**WORK INSTRUCTIONS:** An exact transcription of all the data is the expected reply.

(Beginning of PROVIDED ENTRIES)

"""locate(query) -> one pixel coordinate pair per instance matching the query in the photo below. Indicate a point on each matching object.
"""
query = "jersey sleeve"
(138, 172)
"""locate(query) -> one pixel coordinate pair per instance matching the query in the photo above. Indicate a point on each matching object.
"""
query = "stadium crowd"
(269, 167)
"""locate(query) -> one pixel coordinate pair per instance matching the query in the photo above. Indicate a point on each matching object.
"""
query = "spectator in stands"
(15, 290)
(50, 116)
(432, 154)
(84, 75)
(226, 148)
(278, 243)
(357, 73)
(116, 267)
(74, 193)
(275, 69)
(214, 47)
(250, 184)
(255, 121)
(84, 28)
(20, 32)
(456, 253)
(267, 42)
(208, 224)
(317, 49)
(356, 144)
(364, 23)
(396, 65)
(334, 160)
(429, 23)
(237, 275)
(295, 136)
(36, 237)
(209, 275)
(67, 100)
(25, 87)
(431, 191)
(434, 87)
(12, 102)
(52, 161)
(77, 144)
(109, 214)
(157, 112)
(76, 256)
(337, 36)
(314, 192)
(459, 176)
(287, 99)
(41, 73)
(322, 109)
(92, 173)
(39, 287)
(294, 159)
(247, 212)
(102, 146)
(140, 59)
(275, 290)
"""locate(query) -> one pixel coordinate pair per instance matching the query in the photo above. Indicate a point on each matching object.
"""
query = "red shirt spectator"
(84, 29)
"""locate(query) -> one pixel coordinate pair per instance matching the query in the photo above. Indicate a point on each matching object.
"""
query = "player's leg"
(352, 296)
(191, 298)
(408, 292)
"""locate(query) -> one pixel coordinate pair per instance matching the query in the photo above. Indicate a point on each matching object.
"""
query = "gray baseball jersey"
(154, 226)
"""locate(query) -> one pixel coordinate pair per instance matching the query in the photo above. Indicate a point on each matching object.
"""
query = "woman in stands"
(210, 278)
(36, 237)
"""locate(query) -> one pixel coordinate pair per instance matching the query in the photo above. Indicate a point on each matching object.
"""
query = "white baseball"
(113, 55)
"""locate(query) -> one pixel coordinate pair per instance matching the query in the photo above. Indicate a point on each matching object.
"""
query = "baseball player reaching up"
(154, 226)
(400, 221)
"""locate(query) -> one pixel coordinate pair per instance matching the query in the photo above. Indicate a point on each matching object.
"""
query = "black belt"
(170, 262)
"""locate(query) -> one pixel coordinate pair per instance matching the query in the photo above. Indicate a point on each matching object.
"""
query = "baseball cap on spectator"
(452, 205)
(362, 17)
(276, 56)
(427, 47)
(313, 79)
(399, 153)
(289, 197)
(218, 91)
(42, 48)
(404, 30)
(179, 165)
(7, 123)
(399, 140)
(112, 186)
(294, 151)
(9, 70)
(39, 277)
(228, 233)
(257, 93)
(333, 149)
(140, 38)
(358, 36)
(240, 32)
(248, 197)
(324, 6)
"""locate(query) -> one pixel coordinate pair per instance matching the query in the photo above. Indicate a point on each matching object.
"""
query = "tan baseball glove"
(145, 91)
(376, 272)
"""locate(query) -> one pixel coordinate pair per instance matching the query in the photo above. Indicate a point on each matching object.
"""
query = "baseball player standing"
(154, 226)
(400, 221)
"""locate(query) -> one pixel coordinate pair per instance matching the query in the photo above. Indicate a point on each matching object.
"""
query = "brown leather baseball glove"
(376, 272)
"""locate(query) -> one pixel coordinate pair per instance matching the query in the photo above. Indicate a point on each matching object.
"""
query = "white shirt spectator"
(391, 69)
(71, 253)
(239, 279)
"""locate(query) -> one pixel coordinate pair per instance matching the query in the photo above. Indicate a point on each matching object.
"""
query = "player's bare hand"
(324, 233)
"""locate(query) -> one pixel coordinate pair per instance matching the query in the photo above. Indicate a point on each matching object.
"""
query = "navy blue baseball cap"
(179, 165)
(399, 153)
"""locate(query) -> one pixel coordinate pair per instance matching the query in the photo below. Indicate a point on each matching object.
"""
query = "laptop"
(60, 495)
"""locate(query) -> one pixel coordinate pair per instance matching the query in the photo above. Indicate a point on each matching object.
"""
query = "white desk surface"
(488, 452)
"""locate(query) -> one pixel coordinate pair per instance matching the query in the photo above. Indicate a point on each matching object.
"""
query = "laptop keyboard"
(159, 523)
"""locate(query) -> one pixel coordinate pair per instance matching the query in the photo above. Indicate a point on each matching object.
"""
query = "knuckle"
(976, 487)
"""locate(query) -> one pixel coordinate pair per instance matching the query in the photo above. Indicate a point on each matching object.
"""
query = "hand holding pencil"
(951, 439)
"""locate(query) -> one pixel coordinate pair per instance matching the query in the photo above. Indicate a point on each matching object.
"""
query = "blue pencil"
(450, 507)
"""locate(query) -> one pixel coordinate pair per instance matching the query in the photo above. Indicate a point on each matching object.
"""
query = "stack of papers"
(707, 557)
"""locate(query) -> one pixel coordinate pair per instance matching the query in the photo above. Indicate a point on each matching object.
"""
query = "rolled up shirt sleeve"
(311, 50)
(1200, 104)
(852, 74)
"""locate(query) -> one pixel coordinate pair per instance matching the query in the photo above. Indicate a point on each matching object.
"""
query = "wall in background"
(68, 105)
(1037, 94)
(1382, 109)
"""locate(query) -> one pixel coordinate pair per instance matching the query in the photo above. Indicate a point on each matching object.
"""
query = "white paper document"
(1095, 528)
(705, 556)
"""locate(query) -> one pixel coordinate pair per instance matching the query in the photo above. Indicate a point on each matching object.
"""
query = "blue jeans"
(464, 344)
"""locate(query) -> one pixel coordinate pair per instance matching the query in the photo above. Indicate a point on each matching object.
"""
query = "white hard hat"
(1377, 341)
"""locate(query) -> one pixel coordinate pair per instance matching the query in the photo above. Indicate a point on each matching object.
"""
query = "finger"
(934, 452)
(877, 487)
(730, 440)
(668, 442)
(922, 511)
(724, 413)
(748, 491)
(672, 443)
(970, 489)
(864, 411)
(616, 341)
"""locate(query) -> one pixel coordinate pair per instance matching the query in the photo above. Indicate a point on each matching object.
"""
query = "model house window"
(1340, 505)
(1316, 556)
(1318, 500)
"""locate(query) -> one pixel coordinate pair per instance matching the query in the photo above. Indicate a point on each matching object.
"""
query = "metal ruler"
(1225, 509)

(End of PROVIDED ENTRIES)

**TASK RESPONSE:**
"""locate(query) -> one pixel coordinate pair per instance matching the query in the photo below. Indicate a point on each matching object.
"""
query = "jersey sleeve"
(138, 172)
"""locate(query) -> one pixel coordinate pair per instance matching the query in the photo above. Indicate a point on each matching object.
"""
query = "stadium crowd"
(269, 167)
"""locate(query) -> one pixel coordinate pair per instance matching the query in the photo above. Indicate a point on each matching object.
"""
query = "spectator in stands"
(15, 290)
(50, 116)
(432, 154)
(84, 75)
(226, 148)
(278, 243)
(357, 73)
(116, 267)
(74, 193)
(275, 69)
(214, 47)
(250, 184)
(255, 121)
(84, 28)
(20, 32)
(456, 253)
(267, 42)
(208, 224)
(317, 49)
(356, 144)
(364, 23)
(396, 65)
(334, 160)
(429, 23)
(237, 275)
(295, 136)
(36, 237)
(209, 275)
(67, 100)
(25, 87)
(431, 191)
(434, 87)
(12, 102)
(52, 161)
(77, 144)
(109, 214)
(157, 112)
(76, 256)
(337, 36)
(314, 192)
(459, 176)
(287, 99)
(41, 73)
(322, 109)
(92, 173)
(39, 287)
(294, 159)
(247, 212)
(102, 146)
(140, 59)
(275, 290)
"""locate(query) -> one pixel coordinate pair per instance matching the query in the photo above. Indicate a point on each matching object.
"""
query = "red shirt spectator"
(84, 29)
"""locate(query) -> one pixel coordinate pair per instance matching the query in the photo above. Indicate a point on each matching object.
"""
query = "player's leg"
(352, 296)
(191, 298)
(408, 292)
"""locate(query) -> one pixel coordinate pair per instance matching the query in the photo above. Indicate a point on each matching object.
"""
query = "gray baseball jersey"
(154, 226)
"""locate(query) -> one pixel coordinate pair per instance matching the query in the photo above. Indicate a point on each matching object.
"""
query = "woman in stands"
(210, 278)
(36, 237)
"""locate(query) -> one pixel coordinate pair per instance matching the query in the photo above. Indicate a point on each matching object.
"""
query = "white baseball"
(113, 55)
"""locate(query) -> one pixel coordinate pair per instance matching the query in the photo above. Indicate a point on each matching object.
"""
query = "baseball player reaching up"
(154, 226)
(400, 221)
"""locate(query) -> one pixel coordinate pair per instance matching the query in the photo above. Indicate a point on each matching object.
"""
query = "black belt"
(170, 262)
"""locate(query) -> one pixel coordinate pair per instance matching the query in the photo above. Indicate a point on each matching object.
"""
query = "baseball cap on spectator"
(452, 205)
(362, 17)
(276, 56)
(427, 47)
(313, 79)
(399, 153)
(289, 197)
(218, 91)
(42, 48)
(404, 30)
(179, 165)
(7, 123)
(399, 140)
(112, 186)
(294, 151)
(9, 70)
(39, 277)
(228, 233)
(257, 93)
(333, 149)
(140, 38)
(358, 36)
(240, 32)
(248, 197)
(324, 6)
"""locate(query) -> one pixel coordinate pair per instance matching the query in the photo above. Indicate a point on each matching object.
"""
query = "tan baseball glove"
(145, 91)
(376, 272)
"""locate(query) -> one pixel coordinate pair per instance matching the query in the photo above. Indicate a point on each matching object.
"""
query = "baseball player standing"
(154, 226)
(400, 221)
"""locate(query) -> one pixel coordinate pair per instance matching the query in the photo above. Indicate a point on each matching object.
"""
query = "brown leather baseball glove"
(376, 272)
"""locate(query) -> one pixel coordinate pair per instance matching the query in the photo above. Indicate a point on each matching object.
"""
query = "white shirt spectator"
(391, 69)
(71, 253)
(239, 279)
"""locate(query) -> one pixel coordinate pair per instance matching the query in the photo above. Indicate a point on each matching object.
"""
query = "player's bare hand"
(324, 233)
"""locate(query) -> one pixel coordinate pair per instance matching the query in the photo above. Indicate a point on each matching object.
"""
query = "navy blue baseball cap"
(179, 165)
(399, 153)
"""locate(query) -> one pixel coordinate pair per instance matching the query in the photo below. Indicate a point on each matching object.
"""
query = "laptop"
(60, 495)
"""locate(query) -> one pixel coordinate pair per instance matching the query in the photo above. Indicate a point on each matching object.
"""
query = "white desk surface"
(488, 452)
"""locate(query) -> one pixel coordinate pair per instance matching the query in the photo above. Indicate a point on each matching object.
"""
query = "laptop keyboard"
(159, 523)
"""locate(query) -> one pixel coordinate pair per instance matching the query in the photo above. Indicate a point on each matching object.
"""
query = "knuckle"
(976, 487)
"""locate(query) -> one pixel coordinate pair per instance matching the query in the photo above. Indicate a point on each matching object.
"""
query = "hand holding pencil"
(951, 439)
"""locate(query) -> one pixel coordinate pair per instance matching the query in the photo above. Indicate a point on each matching object.
"""
query = "blue pencil"
(450, 507)
"""locate(query) -> one pixel coordinate pair per instance matching the query in the photo above. Indicate a point on each matching object.
"""
query = "stack of papers"
(707, 557)
"""locate(query) -> one pixel coordinate pair per instance matching the query in the photo above. Indicate a point on each matching object.
"""
query = "rolled up shirt sleeve"
(311, 50)
(1200, 104)
(852, 74)
"""locate(query) -> one pixel coordinate pair per instance matching the query in the photo above. Indicate a point on each matching object.
"""
query = "wall in background"
(68, 105)
(1037, 94)
(1382, 109)
"""locate(query) -> one pixel coordinate pair per instance matching the query in the photo above. Indicate a point on each matching object.
"""
query = "white paper document"
(1095, 528)
(705, 556)
"""locate(query) -> one pixel coordinate pair per instance matching the query in the photo above. Indicate a point on each matching object.
"""
query = "blue jeans"
(464, 344)
"""locate(query) -> one pixel coordinate pair per instance matching the query in the photo above. Indicate a point on each matching object.
"""
query = "white hard hat"
(1377, 341)
"""locate(query) -> one pixel coordinate pair per instance matching the query in the photo above. Indicate a point on each matching object.
"""
query = "finger"
(934, 452)
(877, 487)
(730, 440)
(668, 442)
(922, 511)
(724, 413)
(748, 491)
(672, 443)
(970, 489)
(864, 411)
(616, 341)
"""locate(query) -> one pixel coordinate pair per instance matching the query in the photo above. Indicate a point on each matching object.
"""
query = "model house window"
(1340, 505)
(1316, 556)
(1318, 500)
"""locate(query) -> one pixel coordinate pair per instance matching the query in the photo above. Indicate a point on each matching object.
"""
query = "metal ruler"
(1225, 509)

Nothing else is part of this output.